**Consigne 1**. D'après l'extrait sur Bernard Hejblum, combien d'années celui-ci a-t-il passées dans une ferme de la forêt des Landes ?
**Consigne 2**. Poursuivez l'extrait sur Bernard Hejblum en reprenant après sa dernière phrase.

**Extrait à lire**.
- - -

Ceci est notre logo

Ceci est notre logo

mercredi 11 novembre 2015

BERNARD HEJBLUM : HORS DE LA CAGE.

Annonce 
Un festival à ne pas manquer

La 18e édition du Festival International du Film sur la Résistance aura lieu du 13 au 23 novembre 2015. « Compte tenu du 70e anniversaire de la fin des combats en Europe et dans le Pacifique comme de la libération des camps de concentration nazis, la programmation du 18e FIFR est essentiellement consacrée à l’évocation des derniers mois du second conflit mondial en Allemagne, en Italie et dans l’archipel nippon ainsi qu’à la mémoire de la Déportation".

Consultez le programme ici

Tel : 04 93 81 15 96
Site : musee-resistance azureenne.com

L'invité du jour: Bernard Hejblum



©JL+L

Bernard Hejblum est un homme fascinant et attachant. Sa vie est riche de mille expériences, de mille traversées et autres aventures. D’une voix grave et mélodieuse, il se livre avec juste ce qu’il faut de pudeur retenue. Lorsqu’on le côtoie, on songe immédiatement à un arbre. Il en a la force, la fragilité, la rugosité, la tendresse. Les pieds fermement arrimés à la terre, il se souvient, il crée, il s’indigne, il vit au gré des bourrasques, son cœur palpite sous l’écorce…

Il a accepté de venir témoigner dans le cadre de l’émission de l’Amejdam, « Au nom des enfants ». 
Il a parlé de ses quatre années passées dans une ferme perdue dans la forêt des Landes et il a expliqué sa démarche de « sculpteur de cages ».

- - -

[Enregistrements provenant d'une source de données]

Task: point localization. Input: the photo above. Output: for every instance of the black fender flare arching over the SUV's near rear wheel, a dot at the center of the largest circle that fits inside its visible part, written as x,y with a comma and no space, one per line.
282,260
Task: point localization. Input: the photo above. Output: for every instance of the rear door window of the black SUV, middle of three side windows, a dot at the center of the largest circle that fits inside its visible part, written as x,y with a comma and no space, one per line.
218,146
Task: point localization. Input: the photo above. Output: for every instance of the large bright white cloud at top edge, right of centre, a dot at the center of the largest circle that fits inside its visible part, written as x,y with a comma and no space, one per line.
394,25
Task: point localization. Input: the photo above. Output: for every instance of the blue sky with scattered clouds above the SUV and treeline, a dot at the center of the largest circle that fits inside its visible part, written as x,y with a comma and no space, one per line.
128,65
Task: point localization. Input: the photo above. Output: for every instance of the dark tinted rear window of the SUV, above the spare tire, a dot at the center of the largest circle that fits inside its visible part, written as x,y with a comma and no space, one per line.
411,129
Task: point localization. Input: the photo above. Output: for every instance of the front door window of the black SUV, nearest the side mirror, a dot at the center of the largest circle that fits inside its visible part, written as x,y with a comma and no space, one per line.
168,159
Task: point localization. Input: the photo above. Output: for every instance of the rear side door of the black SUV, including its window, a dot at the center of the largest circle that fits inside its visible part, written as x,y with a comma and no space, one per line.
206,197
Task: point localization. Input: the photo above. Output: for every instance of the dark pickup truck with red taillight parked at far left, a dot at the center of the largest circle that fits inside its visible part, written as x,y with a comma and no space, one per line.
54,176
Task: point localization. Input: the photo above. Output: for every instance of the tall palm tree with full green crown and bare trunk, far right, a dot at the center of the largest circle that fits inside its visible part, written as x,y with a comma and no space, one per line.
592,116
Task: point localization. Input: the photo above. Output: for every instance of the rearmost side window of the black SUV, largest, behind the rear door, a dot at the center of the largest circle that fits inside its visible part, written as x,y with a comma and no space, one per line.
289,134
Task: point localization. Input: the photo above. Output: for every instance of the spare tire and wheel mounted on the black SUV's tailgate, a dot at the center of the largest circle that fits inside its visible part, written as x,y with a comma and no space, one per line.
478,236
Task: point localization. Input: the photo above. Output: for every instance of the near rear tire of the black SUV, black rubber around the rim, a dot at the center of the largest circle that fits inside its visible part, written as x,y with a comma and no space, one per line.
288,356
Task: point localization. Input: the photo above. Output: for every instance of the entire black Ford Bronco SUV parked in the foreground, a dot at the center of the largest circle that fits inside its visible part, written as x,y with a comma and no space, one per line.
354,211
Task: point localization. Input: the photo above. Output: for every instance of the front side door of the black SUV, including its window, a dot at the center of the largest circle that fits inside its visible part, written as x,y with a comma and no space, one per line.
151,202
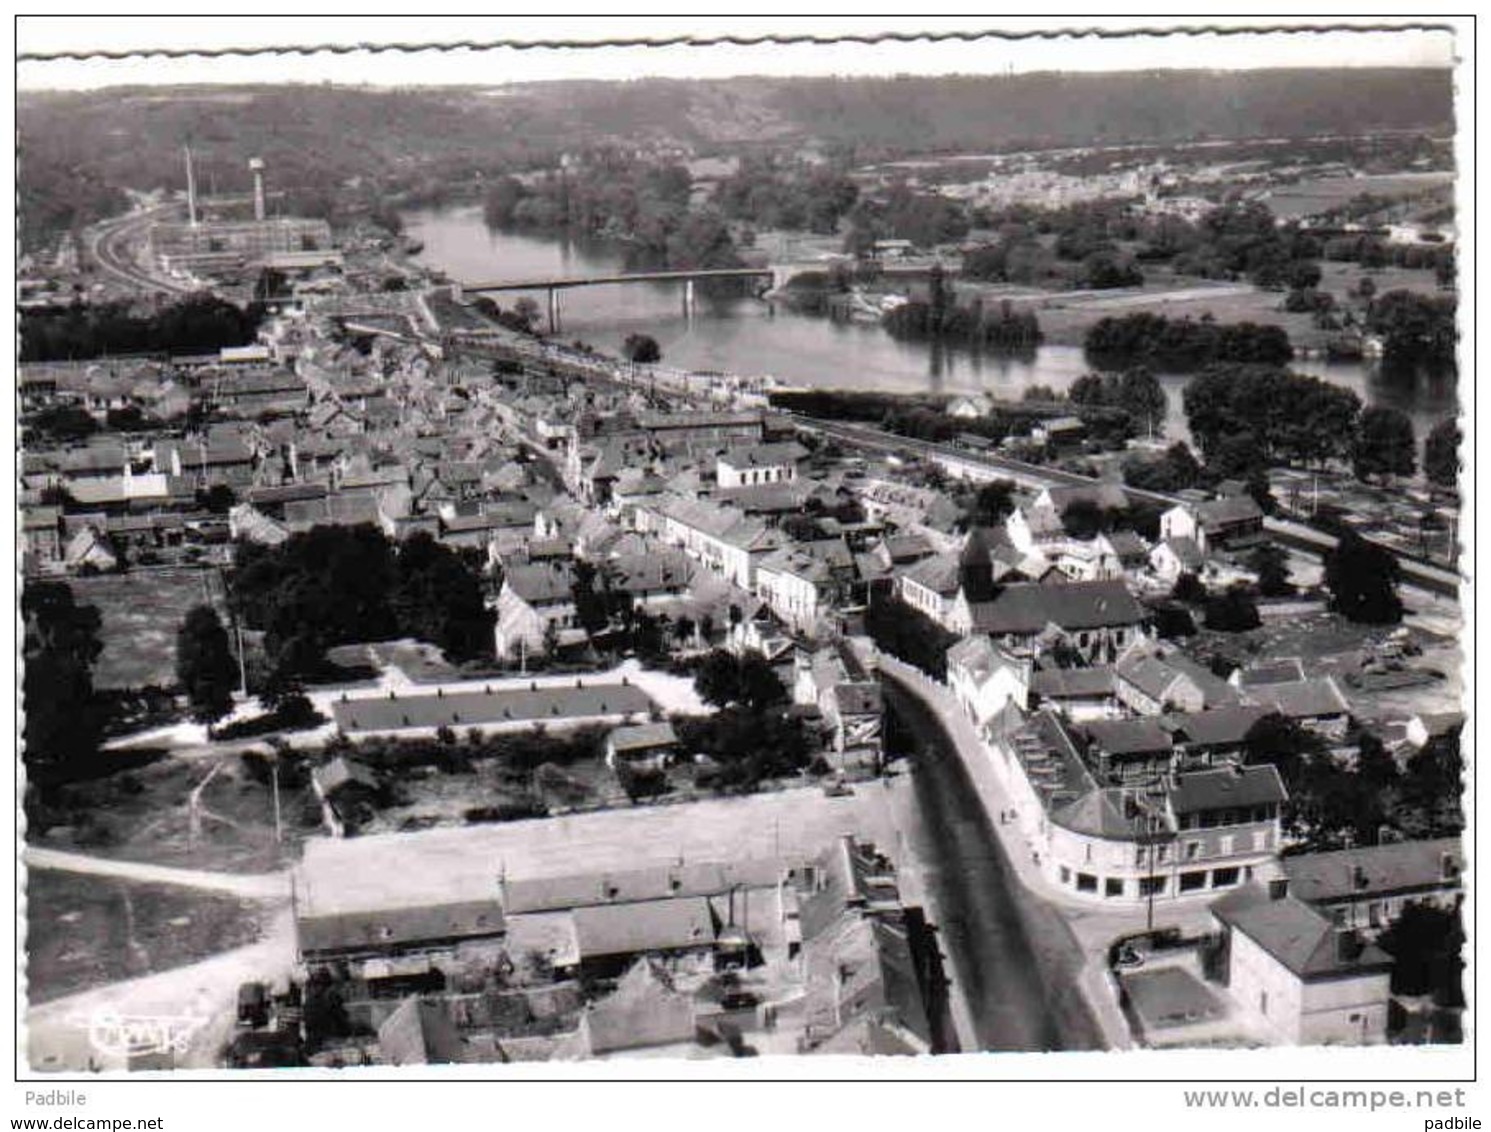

- - -

**Corrigé 1**. Il y a passé quatre années.

**Corrigé 2**.
La ligne de démarcation 


Image empruntée ici


La traque

La traque a commencé le 14 mai 1941, mon père  a été arrêté et il s’en est suivi tout un chamboulement dans mon existence. Tout a été changé ce jour-là. J’étais en pension, j’étais en vacances lorsque mon père s’est présenté au commissariat de police. Il n’est pas revenu. À la pension, quelque temps après, ma nourrice n’a pas pu me garder. Les voisins, les miliciens ont demandé à ce qu’elle se sépare de moi. Donc, on m’a mis dans un train comme un paquet. Je suis arrivé à la gare de l’Est et je me suis rendu à notre domicile. Là, ma mère avait été arrêtée et je me suis retrouvé seul. J’avais 10 ans et demi. Donc, à partir de cet âge-là, j’étais absolument seul. Les voisins m’ont recueilli et m’ont fait passer la ligne de démarcation. Donc je suis arrivé dans cette ferme et on m’a demandé : « mais où vas-tu de l’autre côté ? » de la ligne de démarcation. J’ai dit, « mais je n’ai personne » et on m’a dit : « Et bien, reste ». Je suis resté pendant quatre ans dans cette ferme. Cette ferme se trouvait dans les Landes, juste à cheval sur la ligne de démarcation tout près d’un village qui s’appelle Hagetmau.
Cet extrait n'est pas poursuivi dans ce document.